▸ WRITTEN INSTRUCTION
Render the material as a two-column CSV with the header columns instruction and response, covering everything from the start down to the line containing "660], [31, 658]]]". Give one row per instruction and its answer, put each value in a single quoted field with line breaks replaced by spaces, and leave the pictures out.

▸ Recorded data
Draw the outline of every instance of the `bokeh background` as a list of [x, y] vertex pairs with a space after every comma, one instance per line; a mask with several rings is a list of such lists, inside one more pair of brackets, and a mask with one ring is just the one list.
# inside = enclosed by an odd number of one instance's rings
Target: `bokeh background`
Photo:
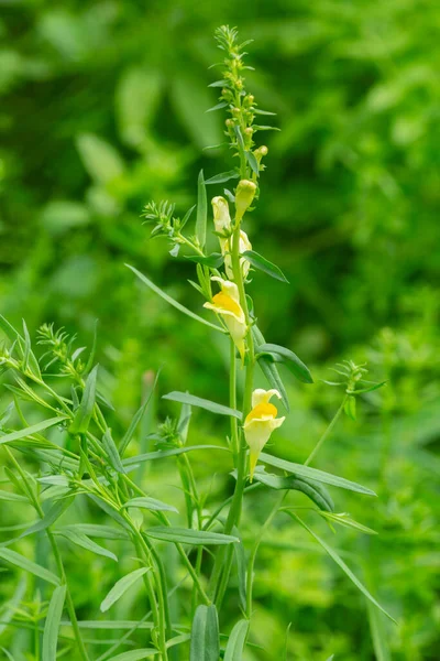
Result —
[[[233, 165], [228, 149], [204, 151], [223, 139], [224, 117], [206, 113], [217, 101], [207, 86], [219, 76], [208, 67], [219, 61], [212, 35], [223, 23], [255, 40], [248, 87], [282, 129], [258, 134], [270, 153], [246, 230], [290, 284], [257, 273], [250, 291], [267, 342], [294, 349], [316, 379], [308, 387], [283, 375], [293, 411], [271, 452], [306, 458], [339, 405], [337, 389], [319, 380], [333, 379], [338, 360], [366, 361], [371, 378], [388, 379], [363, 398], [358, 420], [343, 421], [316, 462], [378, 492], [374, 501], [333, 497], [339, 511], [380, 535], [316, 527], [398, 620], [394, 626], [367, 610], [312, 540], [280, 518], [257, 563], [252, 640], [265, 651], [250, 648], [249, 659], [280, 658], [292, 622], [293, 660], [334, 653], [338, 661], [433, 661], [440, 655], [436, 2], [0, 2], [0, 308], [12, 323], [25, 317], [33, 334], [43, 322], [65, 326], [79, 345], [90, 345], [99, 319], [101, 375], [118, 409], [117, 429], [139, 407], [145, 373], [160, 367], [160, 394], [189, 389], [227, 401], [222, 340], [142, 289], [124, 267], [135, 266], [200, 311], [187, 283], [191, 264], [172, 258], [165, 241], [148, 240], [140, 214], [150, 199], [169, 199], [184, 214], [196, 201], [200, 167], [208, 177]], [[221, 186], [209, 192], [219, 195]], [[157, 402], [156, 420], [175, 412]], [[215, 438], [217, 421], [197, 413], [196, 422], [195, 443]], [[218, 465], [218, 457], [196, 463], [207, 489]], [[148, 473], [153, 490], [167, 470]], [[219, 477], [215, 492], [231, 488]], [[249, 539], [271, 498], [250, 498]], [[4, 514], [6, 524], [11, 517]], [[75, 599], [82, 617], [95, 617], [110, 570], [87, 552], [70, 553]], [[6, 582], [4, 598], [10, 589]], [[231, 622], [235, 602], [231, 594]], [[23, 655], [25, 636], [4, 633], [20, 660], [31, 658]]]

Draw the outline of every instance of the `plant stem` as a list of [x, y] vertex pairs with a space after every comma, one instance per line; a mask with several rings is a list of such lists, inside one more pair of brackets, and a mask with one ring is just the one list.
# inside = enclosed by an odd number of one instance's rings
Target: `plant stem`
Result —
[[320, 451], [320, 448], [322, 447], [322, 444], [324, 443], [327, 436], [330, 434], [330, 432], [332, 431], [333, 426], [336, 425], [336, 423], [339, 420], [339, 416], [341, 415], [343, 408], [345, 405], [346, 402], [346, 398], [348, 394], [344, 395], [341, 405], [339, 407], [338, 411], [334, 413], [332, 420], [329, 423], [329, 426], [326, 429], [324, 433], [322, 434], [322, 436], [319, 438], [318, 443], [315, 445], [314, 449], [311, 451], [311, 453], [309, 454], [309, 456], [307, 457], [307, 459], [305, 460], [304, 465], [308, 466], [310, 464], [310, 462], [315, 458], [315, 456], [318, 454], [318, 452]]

▸ EXERCISE OUTPUT
instruction,response
"Draw the outline of every instance of the `bokeh background` as a list of [x, y] vertex pairs with a space after every comma, one instance per line; a mask with several rings is a list of such lists, inside one more pair of brackets, and a mask with one ring is just the one list. # inside = enclosed by an odd number of one instance's rings Target: `bokeh background` Photo: Result —","[[[233, 165], [228, 149], [204, 151], [223, 139], [224, 117], [206, 113], [217, 101], [207, 86], [219, 76], [208, 67], [219, 61], [212, 35], [223, 23], [255, 40], [248, 87], [282, 129], [258, 134], [270, 153], [246, 230], [290, 284], [257, 273], [250, 291], [267, 342], [294, 349], [316, 379], [308, 387], [283, 375], [293, 411], [271, 452], [306, 458], [339, 405], [337, 389], [319, 380], [333, 379], [338, 360], [366, 361], [371, 378], [388, 379], [363, 398], [358, 420], [343, 421], [316, 462], [378, 492], [374, 501], [333, 497], [339, 511], [380, 535], [316, 527], [398, 620], [394, 626], [367, 610], [312, 540], [280, 518], [257, 563], [252, 640], [265, 651], [250, 648], [249, 659], [280, 658], [292, 622], [293, 660], [334, 653], [338, 661], [433, 661], [440, 655], [436, 2], [0, 2], [0, 308], [12, 323], [25, 317], [33, 334], [43, 322], [65, 326], [79, 345], [90, 345], [99, 319], [101, 375], [118, 409], [117, 429], [139, 407], [145, 373], [160, 367], [160, 394], [189, 389], [227, 401], [222, 340], [142, 289], [124, 267], [135, 266], [200, 311], [187, 283], [191, 264], [172, 258], [165, 241], [148, 240], [140, 214], [150, 199], [169, 199], [184, 214], [196, 201], [200, 167], [208, 177]], [[221, 186], [209, 192], [219, 195]], [[157, 402], [156, 420], [175, 412]], [[215, 438], [217, 421], [197, 413], [196, 422], [195, 443]], [[218, 465], [218, 457], [196, 463], [207, 489]], [[148, 473], [153, 490], [167, 470]], [[219, 477], [215, 492], [231, 488]], [[249, 539], [271, 498], [250, 498]], [[4, 514], [6, 524], [11, 517]], [[75, 599], [82, 617], [95, 617], [110, 570], [87, 552], [70, 553]], [[6, 582], [4, 598], [10, 589]], [[231, 622], [235, 602], [231, 594]], [[23, 655], [25, 636], [4, 633], [20, 660], [31, 658]]]"